**Textauszug:**
.....

Die "Unendliche Geschichte" im Deutschen Theater
Von der Verfilmung seines Romans durch Wolfgang Petersen war Michael Ende 1984 so enttäuscht, dass er seinen Namen aus dem Vorspann streichen ließ. Zu viel naives Fantasy-Spektakel, befand der Garmischer Schriftsteller, und zu wenig psychologische Entwicklung aus der zweiten Hälfte der zumindest sehr langen und immer überraschenden Geschichte.
Nach dem Tod Endes 1995 gingen die Erben vorsichtig mit der Rechtevergabe um. Siegfried Matthus komponierte eine 2004 in Weimar uraufgeführte Oper nach dem überbordend fantastischen Coming-of-Age-Stoff, aber erst vor zwei Jahren bekam der Dramatiker John von Düffel die Genehmigung, eine Fassung von "Die unendliche Geschichte" für die Schauspielbühne zu schreiben.
Die nutzte Carl Philipp von Maldeghem, um im vergangenen Februar zeigen zu können, was sein Salzburger Landestheater nach der langjährigen Sanierung alles kann. Da fliegt der Glücksdrache Fuchur mindestens so elegant durch den Himmel von Phantásien wie einst durch die Bavaria-Filmstudios - dank der Tricktechnik. Aber dem Regie führenden Intendanten ging es auch darum, nicht einfach Kino zu machen, was das Kino ohnehin besser kann als alle anderen Künste, sondern richtiges Theater. Für ein paar Tage können die Münchner sich im Deutschen Theater davon überzeugen, ob und wie das gelungen ist.
Die Illusion, dass eine Puppe, die aussieht, wie ein sympathisch wirkender Drache, tatsächlich fliegen kann, wird gar nicht erst versucht. Die Technik, bleibt sichtbar, aber das macht nichts. Kasperltheater funktioniert auch schon seit Generationen, obwohl jeder weiß, dass im bunten Kittel des Spaßmachers die Hand eines Puppenspielers steckt.
So ist auch Martin Trippensee zu sehen, wenn Fuchur gerade zu Fuß geht. Was zwischendurch immer wieder durchaus stören kann, ist die eine oder andere Stadttheaterei, die sich die Inszenierung gönnt.
Man steht viel und gerne entlang der Rampe herum, obwohl Figuren wie die Rennschnecke (Lisa Fertner) oder der Steinbeißer (auch Martin Trippensee) auf einer Reise sind. Sie sind auf dem Weg zur Kindlichen Kaiserin (auch Lisa Fertner), um den Untergang Phantásiens zu verhindern. Die Herrscherin thront immerhin akrobatisch auf einem Luftring, aber die Untertanen leiern einen so gleichförmigen Betroffenheitston herunter, dass das ein Grund dafür sein könnte, wenn Land und Kaiserin vor der Pause einfach "Plopp" machen und verschwinden.

.....

**Angezeigte Informationen:**
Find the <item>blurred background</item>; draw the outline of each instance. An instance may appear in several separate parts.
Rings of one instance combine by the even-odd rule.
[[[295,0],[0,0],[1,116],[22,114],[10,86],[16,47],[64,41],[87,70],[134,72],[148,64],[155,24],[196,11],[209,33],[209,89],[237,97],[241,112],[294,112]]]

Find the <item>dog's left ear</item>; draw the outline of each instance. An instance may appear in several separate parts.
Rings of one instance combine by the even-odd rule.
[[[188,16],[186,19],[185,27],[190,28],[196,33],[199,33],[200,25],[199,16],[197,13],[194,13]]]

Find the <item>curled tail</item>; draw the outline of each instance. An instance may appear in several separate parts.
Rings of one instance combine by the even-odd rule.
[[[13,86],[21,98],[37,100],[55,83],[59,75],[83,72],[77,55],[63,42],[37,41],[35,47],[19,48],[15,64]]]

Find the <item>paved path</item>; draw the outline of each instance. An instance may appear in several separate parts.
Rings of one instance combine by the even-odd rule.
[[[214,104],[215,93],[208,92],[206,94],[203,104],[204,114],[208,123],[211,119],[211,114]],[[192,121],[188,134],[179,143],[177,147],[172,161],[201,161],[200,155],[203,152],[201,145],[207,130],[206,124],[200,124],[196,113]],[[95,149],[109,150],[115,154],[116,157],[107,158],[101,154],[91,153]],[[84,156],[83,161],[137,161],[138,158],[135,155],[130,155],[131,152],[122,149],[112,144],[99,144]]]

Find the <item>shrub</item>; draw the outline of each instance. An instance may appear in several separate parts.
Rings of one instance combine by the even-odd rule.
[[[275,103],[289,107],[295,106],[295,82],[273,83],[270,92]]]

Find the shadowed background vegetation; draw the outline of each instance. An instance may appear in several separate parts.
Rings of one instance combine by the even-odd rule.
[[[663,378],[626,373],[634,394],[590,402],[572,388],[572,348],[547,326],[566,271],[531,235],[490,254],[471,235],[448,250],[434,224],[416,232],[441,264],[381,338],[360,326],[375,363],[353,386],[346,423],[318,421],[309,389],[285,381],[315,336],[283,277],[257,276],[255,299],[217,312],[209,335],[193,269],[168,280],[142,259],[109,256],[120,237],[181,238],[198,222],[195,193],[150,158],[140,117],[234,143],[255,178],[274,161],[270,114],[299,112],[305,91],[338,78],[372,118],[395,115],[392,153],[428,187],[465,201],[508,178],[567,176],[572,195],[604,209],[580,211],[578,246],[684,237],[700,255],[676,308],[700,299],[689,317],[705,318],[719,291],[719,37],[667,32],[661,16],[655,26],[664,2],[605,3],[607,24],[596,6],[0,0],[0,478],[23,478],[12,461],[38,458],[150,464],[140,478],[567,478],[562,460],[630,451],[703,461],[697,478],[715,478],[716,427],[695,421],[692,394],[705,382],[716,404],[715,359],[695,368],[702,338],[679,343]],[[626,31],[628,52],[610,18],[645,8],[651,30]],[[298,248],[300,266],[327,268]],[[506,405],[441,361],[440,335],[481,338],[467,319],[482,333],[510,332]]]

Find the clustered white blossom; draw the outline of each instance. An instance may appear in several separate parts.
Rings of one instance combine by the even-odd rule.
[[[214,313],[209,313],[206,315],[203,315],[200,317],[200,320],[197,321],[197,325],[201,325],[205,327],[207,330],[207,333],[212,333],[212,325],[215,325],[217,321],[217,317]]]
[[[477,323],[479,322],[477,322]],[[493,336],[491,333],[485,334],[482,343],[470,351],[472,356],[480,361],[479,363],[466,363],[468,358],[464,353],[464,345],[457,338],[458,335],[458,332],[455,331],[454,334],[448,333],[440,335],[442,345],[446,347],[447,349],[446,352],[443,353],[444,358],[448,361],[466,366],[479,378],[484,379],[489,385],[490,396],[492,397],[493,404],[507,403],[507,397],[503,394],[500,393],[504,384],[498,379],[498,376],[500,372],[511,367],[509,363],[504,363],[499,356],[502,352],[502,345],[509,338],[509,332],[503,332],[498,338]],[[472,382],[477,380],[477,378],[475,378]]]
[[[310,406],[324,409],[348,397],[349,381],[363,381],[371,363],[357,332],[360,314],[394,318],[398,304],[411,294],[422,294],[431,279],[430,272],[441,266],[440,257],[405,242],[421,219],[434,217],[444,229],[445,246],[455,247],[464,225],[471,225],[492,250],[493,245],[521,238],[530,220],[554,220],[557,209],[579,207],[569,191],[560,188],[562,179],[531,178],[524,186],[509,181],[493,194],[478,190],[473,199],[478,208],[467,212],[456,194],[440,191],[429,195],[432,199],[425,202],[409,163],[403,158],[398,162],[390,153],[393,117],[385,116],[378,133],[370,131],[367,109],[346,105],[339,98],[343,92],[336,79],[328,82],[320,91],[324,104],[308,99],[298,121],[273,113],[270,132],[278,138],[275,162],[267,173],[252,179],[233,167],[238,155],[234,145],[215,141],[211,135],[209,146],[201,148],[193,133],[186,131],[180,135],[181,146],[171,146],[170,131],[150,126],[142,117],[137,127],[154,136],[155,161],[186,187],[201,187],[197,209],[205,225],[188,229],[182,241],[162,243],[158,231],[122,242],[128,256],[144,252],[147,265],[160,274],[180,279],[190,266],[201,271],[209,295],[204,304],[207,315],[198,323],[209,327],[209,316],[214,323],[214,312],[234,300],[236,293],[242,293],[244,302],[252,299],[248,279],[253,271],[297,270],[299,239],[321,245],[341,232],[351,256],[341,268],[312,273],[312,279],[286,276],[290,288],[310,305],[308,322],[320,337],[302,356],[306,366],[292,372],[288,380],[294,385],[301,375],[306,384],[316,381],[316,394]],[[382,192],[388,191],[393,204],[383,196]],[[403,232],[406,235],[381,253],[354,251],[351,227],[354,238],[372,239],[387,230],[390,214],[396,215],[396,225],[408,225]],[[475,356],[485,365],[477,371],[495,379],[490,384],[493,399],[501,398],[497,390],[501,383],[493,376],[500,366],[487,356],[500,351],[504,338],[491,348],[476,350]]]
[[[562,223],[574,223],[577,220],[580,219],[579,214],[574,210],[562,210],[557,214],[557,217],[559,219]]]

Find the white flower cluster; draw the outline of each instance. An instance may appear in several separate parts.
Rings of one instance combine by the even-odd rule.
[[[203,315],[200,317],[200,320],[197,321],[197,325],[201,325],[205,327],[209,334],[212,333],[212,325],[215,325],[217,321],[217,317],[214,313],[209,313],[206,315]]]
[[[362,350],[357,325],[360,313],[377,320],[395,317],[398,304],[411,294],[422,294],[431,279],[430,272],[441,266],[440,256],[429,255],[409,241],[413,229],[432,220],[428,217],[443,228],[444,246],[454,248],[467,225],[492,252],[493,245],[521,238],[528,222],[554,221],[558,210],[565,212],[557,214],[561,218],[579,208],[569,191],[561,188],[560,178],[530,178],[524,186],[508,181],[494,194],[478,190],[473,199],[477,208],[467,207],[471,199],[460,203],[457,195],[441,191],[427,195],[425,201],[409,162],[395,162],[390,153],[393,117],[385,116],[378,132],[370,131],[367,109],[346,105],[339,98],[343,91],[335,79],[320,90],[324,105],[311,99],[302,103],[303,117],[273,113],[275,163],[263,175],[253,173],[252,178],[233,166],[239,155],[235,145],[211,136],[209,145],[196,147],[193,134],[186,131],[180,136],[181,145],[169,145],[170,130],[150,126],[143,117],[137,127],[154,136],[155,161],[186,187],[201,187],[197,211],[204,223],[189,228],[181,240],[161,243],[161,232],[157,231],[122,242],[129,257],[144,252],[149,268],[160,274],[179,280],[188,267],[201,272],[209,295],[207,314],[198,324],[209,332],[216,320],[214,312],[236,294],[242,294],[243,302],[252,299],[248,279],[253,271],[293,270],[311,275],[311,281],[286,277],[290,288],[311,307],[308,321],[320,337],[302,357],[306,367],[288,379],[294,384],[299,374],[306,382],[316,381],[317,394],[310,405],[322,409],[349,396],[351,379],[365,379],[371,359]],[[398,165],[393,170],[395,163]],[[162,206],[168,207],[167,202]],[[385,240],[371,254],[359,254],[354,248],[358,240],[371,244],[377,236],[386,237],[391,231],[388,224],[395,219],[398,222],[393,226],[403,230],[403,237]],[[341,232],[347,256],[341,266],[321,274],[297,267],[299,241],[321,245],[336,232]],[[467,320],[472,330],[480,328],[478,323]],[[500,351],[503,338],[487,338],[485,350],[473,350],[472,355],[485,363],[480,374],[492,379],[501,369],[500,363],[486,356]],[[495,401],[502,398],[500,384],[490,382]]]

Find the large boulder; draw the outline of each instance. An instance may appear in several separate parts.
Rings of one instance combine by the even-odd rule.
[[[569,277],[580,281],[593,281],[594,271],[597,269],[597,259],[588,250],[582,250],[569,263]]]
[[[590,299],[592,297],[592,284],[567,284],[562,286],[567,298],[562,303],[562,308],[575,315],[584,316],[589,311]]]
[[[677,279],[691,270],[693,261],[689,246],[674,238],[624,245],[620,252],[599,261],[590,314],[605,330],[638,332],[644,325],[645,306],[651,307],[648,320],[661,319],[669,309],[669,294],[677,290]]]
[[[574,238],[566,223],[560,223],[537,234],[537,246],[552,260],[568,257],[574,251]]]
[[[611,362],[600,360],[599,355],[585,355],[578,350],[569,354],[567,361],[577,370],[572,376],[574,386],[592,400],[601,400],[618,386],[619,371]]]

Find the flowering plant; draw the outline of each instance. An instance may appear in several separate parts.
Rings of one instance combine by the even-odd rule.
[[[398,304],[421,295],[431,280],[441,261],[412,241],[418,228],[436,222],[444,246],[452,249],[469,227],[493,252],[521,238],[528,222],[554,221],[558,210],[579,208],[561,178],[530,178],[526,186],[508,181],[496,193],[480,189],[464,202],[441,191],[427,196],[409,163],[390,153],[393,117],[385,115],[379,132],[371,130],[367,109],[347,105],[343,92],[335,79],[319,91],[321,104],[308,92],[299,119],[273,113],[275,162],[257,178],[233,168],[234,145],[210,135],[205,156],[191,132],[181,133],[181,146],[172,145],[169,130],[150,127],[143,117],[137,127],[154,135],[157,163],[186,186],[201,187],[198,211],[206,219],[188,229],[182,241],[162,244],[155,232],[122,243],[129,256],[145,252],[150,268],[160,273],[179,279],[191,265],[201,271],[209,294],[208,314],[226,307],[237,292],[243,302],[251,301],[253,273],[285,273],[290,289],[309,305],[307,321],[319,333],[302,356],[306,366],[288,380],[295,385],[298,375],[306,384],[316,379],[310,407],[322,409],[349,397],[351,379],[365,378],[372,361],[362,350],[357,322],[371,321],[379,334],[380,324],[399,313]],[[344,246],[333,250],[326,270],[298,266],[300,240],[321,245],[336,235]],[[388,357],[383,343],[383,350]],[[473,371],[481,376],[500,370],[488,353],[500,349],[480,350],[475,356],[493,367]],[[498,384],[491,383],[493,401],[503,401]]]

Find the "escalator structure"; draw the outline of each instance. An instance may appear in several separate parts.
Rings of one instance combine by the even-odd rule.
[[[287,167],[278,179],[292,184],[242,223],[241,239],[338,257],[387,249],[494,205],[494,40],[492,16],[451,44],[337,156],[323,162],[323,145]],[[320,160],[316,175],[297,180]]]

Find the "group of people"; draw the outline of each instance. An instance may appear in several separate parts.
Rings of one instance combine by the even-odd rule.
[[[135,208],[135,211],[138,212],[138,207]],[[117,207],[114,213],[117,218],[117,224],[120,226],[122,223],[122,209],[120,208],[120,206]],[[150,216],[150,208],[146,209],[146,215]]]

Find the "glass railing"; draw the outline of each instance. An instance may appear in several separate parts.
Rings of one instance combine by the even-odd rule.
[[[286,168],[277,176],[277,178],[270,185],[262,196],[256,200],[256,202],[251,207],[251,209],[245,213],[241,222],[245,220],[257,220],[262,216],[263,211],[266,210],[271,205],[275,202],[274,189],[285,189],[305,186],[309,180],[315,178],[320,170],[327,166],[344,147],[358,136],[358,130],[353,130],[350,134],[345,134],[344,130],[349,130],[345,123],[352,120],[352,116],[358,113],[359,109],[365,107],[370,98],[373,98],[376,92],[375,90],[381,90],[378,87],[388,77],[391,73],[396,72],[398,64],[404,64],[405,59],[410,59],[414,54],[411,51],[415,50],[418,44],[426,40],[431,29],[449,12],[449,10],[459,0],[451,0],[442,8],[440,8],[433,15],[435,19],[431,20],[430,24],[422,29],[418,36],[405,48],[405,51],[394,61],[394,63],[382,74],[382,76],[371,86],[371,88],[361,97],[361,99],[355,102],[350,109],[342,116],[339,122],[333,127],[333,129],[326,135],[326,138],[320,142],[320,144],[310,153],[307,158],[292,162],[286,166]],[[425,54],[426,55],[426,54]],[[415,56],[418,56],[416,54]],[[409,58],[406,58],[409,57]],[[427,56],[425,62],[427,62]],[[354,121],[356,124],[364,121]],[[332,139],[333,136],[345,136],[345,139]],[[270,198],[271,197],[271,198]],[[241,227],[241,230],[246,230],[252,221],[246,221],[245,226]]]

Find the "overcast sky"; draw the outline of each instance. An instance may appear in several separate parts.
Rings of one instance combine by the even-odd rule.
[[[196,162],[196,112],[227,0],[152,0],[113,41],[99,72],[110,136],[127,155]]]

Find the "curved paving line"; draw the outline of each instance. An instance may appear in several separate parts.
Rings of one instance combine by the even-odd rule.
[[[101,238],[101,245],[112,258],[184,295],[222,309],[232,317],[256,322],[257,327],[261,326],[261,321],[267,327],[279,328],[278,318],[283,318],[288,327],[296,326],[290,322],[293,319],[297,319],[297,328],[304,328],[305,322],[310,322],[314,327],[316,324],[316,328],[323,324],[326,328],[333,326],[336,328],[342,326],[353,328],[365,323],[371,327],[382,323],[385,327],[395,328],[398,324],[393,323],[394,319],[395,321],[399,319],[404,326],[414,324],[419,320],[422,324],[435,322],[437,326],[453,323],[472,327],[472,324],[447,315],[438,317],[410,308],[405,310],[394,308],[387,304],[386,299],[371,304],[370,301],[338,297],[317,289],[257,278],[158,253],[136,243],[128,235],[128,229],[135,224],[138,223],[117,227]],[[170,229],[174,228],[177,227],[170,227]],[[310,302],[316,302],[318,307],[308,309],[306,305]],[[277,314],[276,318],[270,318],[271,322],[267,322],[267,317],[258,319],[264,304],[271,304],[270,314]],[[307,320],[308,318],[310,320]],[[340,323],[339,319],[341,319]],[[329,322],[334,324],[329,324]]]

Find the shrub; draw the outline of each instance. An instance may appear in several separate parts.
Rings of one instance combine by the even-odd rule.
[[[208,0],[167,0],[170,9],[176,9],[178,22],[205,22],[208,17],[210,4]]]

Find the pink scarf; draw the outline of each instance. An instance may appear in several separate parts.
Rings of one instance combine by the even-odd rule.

.....

**Anstehende Arbeit:**
A. Beantworten Sie anhand des Textes über die Bühnenfassung der „Unendlichen Geschichte“ diese Fragen:
(i) In welchem Jahr starb Michael Ende?
(ii) Wer komponierte die 2004 in Weimar uraufgeführte Oper?
(iii) Welche Figur spielt Lisa Fertner außer der Kindlichen Kaiserin?
B. Bitte schreiben Sie aus dem Text über die Bühnenfassung der „Unendlichen Geschichte“ einen Abschnitt wortgetreu ab. Setzen Sie bei den Worten „So ist auch“ ein und hören Sie nach „machen und verschwinden.“ auf.
Die Datensätze spielen hierfür keine Rolle.

**Antworten je Aufgabe:**
A.
(i) 1995
(ii) Siegfried Matthus
(iii) Die Rennschnecke

B.
So ist auch Martin Trippensee zu sehen, wenn Fuchur gerade zu Fuß geht. Was zwischendurch immer wieder durchaus stören kann, ist die eine oder andere Stadttheaterei, die sich die Inszenierung gönnt.
Man steht viel und gerne entlang der Rampe herum, obwohl Figuren wie die Rennschnecke (Lisa Fertner) oder der Steinbeißer (auch Martin Trippensee) auf einer Reise sind. Sie sind auf dem Weg zur Kindlichen Kaiserin (auch Lisa Fertner), um den Untergang Phantásiens zu verhindern. Die Herrscherin thront immerhin akrobatisch auf einem Luftring, aber die Untertanen leiern einen so gleichförmigen Betroffenheitston herunter, dass das ein Grund dafür sein könnte, wenn Land und Kaiserin vor der Pause einfach "Plopp" machen und verschwinden.